EXERCISE GOAL: In the records below, find the lines that include "horse" and copy each.

**** DATA ****

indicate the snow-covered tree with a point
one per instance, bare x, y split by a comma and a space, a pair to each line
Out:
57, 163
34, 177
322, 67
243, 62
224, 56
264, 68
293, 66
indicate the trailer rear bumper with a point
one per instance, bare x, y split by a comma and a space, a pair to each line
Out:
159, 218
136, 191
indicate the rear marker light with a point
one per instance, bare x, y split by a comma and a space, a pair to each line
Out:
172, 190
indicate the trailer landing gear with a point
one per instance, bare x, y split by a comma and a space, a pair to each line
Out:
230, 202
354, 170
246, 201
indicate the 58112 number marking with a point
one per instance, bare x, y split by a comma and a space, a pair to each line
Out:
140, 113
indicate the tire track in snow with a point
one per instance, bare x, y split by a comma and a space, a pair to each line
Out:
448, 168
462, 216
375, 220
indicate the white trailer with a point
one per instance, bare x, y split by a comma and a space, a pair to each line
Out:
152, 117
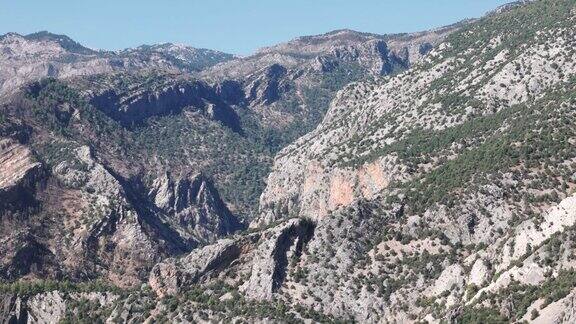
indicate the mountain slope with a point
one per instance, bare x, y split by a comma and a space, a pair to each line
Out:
29, 58
444, 193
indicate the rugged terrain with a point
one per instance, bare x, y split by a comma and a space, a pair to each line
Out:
437, 186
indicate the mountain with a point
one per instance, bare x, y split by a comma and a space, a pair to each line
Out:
414, 178
43, 54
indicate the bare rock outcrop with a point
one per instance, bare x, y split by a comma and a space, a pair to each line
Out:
262, 256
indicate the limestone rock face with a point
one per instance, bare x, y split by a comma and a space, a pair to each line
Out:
262, 256
161, 97
191, 202
19, 173
29, 58
172, 275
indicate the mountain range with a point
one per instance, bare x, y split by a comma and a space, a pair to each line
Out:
344, 177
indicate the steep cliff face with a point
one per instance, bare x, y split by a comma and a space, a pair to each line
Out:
155, 96
358, 148
106, 225
257, 263
19, 174
294, 81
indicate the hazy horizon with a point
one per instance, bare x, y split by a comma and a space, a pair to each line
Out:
239, 28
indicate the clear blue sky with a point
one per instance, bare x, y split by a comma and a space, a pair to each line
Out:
234, 26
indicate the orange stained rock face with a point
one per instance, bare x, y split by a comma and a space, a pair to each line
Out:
372, 179
341, 191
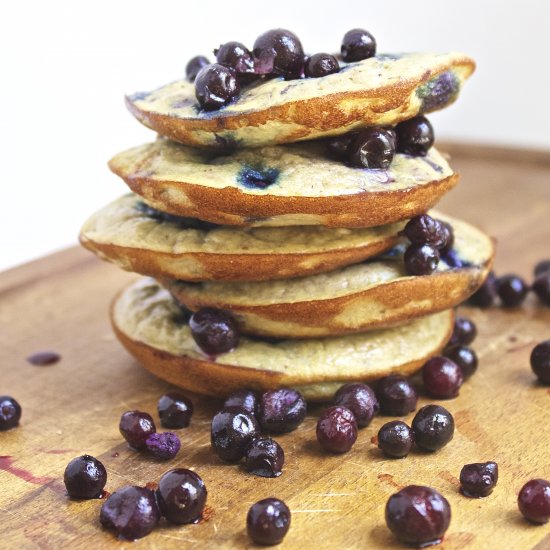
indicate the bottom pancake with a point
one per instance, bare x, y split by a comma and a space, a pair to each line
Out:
153, 329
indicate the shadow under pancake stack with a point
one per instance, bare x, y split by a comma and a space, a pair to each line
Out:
274, 229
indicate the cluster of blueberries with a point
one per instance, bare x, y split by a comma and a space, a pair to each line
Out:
512, 289
276, 53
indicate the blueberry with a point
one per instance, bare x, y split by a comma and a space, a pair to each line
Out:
511, 290
360, 400
181, 496
85, 477
163, 446
284, 49
214, 331
245, 399
485, 295
216, 86
175, 410
442, 377
541, 287
131, 511
395, 439
194, 65
421, 259
372, 148
236, 56
464, 332
282, 410
534, 500
232, 432
464, 357
265, 458
10, 412
478, 480
414, 136
337, 430
268, 521
321, 64
424, 229
418, 515
358, 44
540, 361
136, 427
396, 395
433, 427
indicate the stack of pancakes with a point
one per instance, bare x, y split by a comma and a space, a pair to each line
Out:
241, 210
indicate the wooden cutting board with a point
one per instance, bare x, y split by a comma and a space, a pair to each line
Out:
73, 407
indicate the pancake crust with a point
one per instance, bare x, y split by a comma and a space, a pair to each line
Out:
124, 234
146, 320
356, 298
382, 90
306, 187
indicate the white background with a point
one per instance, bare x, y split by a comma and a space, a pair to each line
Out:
65, 67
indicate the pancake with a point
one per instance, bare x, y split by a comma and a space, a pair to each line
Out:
148, 323
300, 185
357, 298
382, 90
136, 238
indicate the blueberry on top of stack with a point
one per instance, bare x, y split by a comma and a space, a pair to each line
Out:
284, 212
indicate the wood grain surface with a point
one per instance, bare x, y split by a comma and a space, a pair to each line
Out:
60, 303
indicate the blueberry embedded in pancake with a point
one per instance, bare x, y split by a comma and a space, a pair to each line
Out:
357, 298
142, 319
139, 238
282, 185
381, 90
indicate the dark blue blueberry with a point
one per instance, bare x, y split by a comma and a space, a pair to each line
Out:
438, 92
258, 177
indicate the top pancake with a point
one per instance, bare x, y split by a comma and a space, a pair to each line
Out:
382, 90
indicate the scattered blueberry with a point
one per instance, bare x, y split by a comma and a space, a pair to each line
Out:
512, 290
395, 439
464, 332
245, 399
194, 65
358, 44
534, 500
433, 427
421, 259
216, 86
10, 412
540, 361
163, 446
214, 331
265, 458
442, 377
181, 496
360, 400
136, 427
131, 511
268, 521
372, 148
415, 136
418, 515
175, 410
337, 430
283, 49
232, 432
478, 479
85, 477
282, 410
464, 357
485, 295
321, 64
396, 395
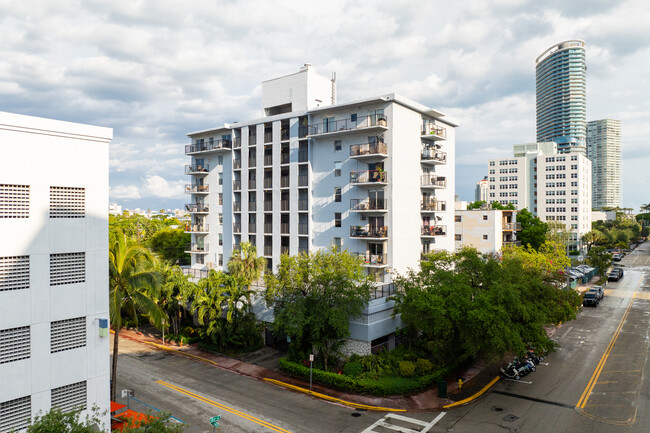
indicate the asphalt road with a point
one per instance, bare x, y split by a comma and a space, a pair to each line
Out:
596, 382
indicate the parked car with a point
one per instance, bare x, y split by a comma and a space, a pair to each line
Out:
591, 298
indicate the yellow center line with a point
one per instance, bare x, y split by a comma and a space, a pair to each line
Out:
601, 364
223, 407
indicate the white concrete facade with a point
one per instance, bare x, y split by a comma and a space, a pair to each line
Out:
53, 267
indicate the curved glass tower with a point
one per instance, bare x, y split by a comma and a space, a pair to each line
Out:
560, 78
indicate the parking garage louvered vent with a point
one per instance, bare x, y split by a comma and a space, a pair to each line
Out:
15, 414
67, 334
14, 273
14, 201
14, 344
67, 202
70, 397
67, 268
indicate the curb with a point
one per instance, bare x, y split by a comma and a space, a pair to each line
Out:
333, 399
475, 396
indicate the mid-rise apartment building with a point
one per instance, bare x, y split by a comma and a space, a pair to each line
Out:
53, 268
374, 176
604, 151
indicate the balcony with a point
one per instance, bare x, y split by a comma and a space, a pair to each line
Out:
197, 248
197, 208
196, 189
433, 132
428, 231
197, 169
433, 181
368, 232
369, 205
376, 122
369, 151
368, 177
433, 206
378, 260
433, 156
197, 228
209, 146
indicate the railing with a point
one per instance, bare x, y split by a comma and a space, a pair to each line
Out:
434, 155
433, 230
368, 176
368, 204
197, 207
368, 232
431, 129
383, 291
347, 124
433, 180
373, 259
196, 228
195, 248
195, 189
367, 149
433, 205
208, 146
196, 168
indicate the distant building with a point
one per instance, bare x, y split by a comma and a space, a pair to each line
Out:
561, 101
54, 345
604, 151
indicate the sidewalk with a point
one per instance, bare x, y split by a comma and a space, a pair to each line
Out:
424, 401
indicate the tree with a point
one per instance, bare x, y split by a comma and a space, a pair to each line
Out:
533, 230
314, 296
134, 286
598, 257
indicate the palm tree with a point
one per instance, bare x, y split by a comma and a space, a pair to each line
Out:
133, 280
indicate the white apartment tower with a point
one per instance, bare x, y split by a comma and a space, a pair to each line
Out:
552, 186
53, 268
604, 151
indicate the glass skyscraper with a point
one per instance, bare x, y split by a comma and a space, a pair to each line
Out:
560, 78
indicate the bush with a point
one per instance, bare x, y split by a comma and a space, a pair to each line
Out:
406, 369
423, 367
352, 368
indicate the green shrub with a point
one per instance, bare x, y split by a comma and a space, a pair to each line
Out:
352, 368
406, 369
423, 367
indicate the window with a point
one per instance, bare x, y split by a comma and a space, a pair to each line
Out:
14, 201
67, 268
69, 397
337, 194
67, 334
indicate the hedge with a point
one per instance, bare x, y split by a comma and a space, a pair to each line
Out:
383, 386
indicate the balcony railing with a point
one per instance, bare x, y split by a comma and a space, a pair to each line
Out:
368, 176
434, 155
196, 189
197, 168
197, 207
368, 149
433, 230
373, 259
434, 130
197, 248
368, 204
208, 146
433, 205
368, 232
197, 228
347, 124
433, 181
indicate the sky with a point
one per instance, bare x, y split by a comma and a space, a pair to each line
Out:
155, 70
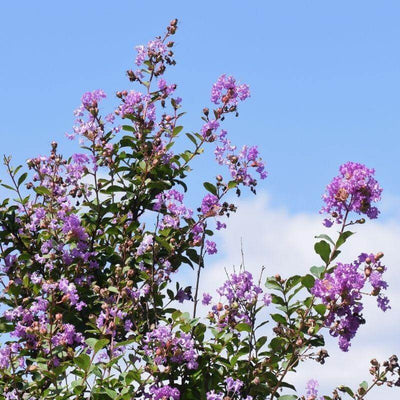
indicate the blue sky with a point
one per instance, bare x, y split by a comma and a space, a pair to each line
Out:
324, 78
325, 90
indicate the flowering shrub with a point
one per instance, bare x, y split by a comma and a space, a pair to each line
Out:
91, 243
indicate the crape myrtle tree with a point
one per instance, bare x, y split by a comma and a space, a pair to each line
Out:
90, 244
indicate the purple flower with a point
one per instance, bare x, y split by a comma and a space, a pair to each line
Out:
353, 190
227, 91
233, 385
164, 347
239, 294
146, 243
240, 165
165, 392
211, 247
206, 299
210, 205
90, 99
312, 389
342, 289
183, 295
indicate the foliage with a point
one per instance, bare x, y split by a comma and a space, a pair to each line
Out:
90, 244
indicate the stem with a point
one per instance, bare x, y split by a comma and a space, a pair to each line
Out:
201, 265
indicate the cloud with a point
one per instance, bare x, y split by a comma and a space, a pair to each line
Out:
283, 243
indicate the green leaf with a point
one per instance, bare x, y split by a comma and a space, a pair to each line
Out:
326, 237
128, 128
177, 130
279, 318
192, 138
308, 281
320, 308
42, 191
22, 178
210, 187
271, 283
346, 389
243, 327
323, 249
343, 237
97, 344
83, 361
317, 271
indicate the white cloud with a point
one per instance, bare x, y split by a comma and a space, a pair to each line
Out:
283, 243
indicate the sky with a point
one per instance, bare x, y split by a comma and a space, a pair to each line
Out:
324, 78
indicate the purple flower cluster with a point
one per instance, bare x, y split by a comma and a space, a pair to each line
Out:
240, 164
91, 99
210, 205
227, 91
233, 387
171, 202
353, 190
155, 48
137, 104
240, 294
87, 123
312, 390
9, 353
341, 291
164, 393
145, 244
164, 347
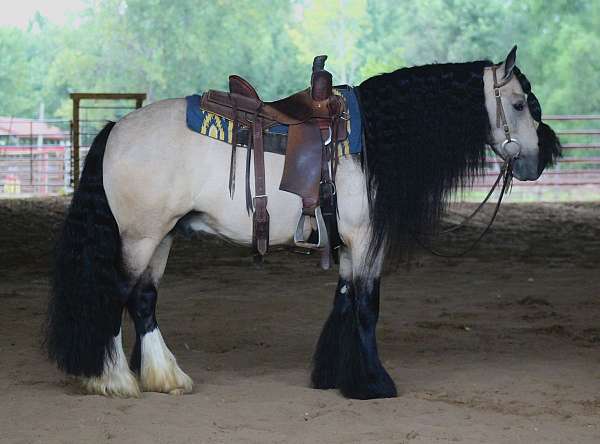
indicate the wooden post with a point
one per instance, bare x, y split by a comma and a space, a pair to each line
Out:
77, 97
75, 142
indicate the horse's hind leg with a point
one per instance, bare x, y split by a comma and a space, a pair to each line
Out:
151, 358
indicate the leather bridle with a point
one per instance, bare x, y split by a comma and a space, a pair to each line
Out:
505, 173
501, 121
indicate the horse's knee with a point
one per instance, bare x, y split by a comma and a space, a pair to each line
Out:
142, 307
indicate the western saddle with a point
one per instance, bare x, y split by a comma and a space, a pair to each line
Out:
316, 120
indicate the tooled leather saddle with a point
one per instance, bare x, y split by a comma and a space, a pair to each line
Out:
316, 119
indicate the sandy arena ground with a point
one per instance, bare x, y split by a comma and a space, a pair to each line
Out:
502, 346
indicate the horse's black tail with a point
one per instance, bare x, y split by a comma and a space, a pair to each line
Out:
84, 312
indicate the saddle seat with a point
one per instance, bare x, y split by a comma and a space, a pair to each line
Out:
315, 120
291, 110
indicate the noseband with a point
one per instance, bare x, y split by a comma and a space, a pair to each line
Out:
501, 116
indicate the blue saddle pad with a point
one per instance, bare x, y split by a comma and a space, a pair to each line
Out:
218, 127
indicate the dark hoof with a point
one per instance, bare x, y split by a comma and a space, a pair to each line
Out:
382, 387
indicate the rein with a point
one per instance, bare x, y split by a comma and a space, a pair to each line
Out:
505, 174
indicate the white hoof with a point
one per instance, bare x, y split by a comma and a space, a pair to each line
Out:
117, 379
160, 372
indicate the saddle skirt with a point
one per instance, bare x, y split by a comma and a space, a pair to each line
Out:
218, 127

****

FINISHED EXERCISE:
indicate the horse's hind leg with a point
indicate the horse's knee with a point
indicate the horse's black tail with a point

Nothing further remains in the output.